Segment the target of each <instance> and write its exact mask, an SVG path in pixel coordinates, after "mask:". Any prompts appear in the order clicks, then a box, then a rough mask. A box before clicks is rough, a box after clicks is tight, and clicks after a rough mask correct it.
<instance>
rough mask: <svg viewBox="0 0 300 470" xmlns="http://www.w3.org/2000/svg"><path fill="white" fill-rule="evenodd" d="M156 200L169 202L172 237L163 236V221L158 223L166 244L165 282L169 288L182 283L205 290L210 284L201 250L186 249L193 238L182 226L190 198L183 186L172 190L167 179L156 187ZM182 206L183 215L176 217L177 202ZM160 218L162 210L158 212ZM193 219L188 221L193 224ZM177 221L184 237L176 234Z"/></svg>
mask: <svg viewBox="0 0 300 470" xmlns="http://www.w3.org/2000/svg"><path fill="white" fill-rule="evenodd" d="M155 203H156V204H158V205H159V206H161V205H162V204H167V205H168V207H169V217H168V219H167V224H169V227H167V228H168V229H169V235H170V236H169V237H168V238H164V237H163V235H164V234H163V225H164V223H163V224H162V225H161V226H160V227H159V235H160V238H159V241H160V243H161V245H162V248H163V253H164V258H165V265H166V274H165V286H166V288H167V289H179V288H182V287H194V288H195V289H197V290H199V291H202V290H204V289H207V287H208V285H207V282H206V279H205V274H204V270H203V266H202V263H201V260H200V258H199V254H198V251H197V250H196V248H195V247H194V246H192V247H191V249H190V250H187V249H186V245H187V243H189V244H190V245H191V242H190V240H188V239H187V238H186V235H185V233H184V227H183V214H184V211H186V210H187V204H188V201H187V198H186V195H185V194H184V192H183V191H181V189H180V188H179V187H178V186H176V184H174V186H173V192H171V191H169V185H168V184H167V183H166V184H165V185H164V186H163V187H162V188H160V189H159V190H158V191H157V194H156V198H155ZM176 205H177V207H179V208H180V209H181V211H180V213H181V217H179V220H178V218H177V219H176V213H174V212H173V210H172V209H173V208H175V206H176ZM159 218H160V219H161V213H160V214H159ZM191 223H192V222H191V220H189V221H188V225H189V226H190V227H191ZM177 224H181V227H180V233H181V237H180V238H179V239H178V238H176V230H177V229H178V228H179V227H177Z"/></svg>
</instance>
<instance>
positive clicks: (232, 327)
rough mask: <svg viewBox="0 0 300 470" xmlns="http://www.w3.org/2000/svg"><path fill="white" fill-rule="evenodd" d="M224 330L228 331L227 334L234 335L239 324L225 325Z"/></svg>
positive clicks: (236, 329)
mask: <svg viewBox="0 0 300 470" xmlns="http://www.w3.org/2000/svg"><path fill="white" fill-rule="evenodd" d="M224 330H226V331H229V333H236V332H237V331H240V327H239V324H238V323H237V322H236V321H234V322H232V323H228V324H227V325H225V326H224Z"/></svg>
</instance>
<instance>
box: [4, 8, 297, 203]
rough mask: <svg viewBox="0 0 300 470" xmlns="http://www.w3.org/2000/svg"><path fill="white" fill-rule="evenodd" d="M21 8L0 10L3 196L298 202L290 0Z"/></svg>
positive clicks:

→ **Exercise requirements**
The records above are to be duplicated in full and exactly.

→ **Exercise response**
Segment the target of each <instance> and write its exact mask, an SVG path in pixel coordinates, after "mask:". Any prompts appear in the order clicks, then a box, then a rough mask. A box before clicks is rough, a box after clicks is tight, and clicks after a rough mask correct it.
<instance>
rough mask: <svg viewBox="0 0 300 470" xmlns="http://www.w3.org/2000/svg"><path fill="white" fill-rule="evenodd" d="M156 200L169 202L172 237L163 236V221L158 223L166 244L165 282L169 288L182 283L205 290L210 284L201 250L186 249L193 238L182 226L190 198L183 186L172 190L167 179L156 187ZM182 206L183 215L176 217L177 202ZM160 218L162 210L158 212ZM193 219L188 221L193 224ZM177 221L184 237L176 234Z"/></svg>
mask: <svg viewBox="0 0 300 470" xmlns="http://www.w3.org/2000/svg"><path fill="white" fill-rule="evenodd" d="M155 203H156V204H158V205H159V206H161V205H162V204H167V205H168V207H169V217H168V219H167V224H169V227H167V228H168V229H169V235H170V236H169V237H168V238H164V237H163V235H164V234H163V225H164V223H163V224H162V225H161V226H160V227H159V235H160V238H159V241H160V243H161V245H162V248H163V253H164V258H165V265H166V274H165V286H166V288H167V289H179V288H182V287H194V288H195V289H197V290H199V291H202V290H204V289H207V287H208V285H207V282H206V279H205V274H204V270H203V266H202V263H201V260H200V258H199V254H198V251H197V250H196V248H195V247H194V246H192V247H191V249H190V250H187V249H186V245H187V243H189V244H190V245H191V242H190V240H188V239H187V238H186V235H185V233H184V227H183V214H184V211H186V210H187V204H188V201H187V198H186V195H185V194H184V192H183V191H181V189H180V188H179V187H178V186H176V184H174V186H173V192H171V191H169V185H168V184H167V183H166V184H165V185H164V186H163V187H162V188H160V189H159V190H158V191H157V194H156V198H155ZM176 205H177V207H179V208H180V209H181V211H180V213H181V217H179V220H178V218H177V219H176V213H174V212H173V210H172V209H173V208H175V206H176ZM159 218H160V219H161V213H160V214H159ZM191 223H192V222H191V220H189V221H188V225H189V226H190V227H191ZM177 224H181V227H180V233H181V237H180V238H179V239H178V238H176V230H177V229H178V228H179V227H177Z"/></svg>
</instance>
<instance>
positive clicks: (232, 327)
rough mask: <svg viewBox="0 0 300 470" xmlns="http://www.w3.org/2000/svg"><path fill="white" fill-rule="evenodd" d="M224 330L228 331L227 334L234 335L239 324L225 325Z"/></svg>
positive clicks: (236, 329)
mask: <svg viewBox="0 0 300 470" xmlns="http://www.w3.org/2000/svg"><path fill="white" fill-rule="evenodd" d="M224 330H226V331H229V333H236V332H237V331H240V327H239V324H238V323H237V322H236V321H234V322H232V323H228V324H227V325H225V326H224Z"/></svg>
</instance>
<instance>
box: [4, 8, 297, 203]
rough mask: <svg viewBox="0 0 300 470" xmlns="http://www.w3.org/2000/svg"><path fill="white" fill-rule="evenodd" d="M21 8L0 10L3 196L298 202L290 0Z"/></svg>
positive clicks:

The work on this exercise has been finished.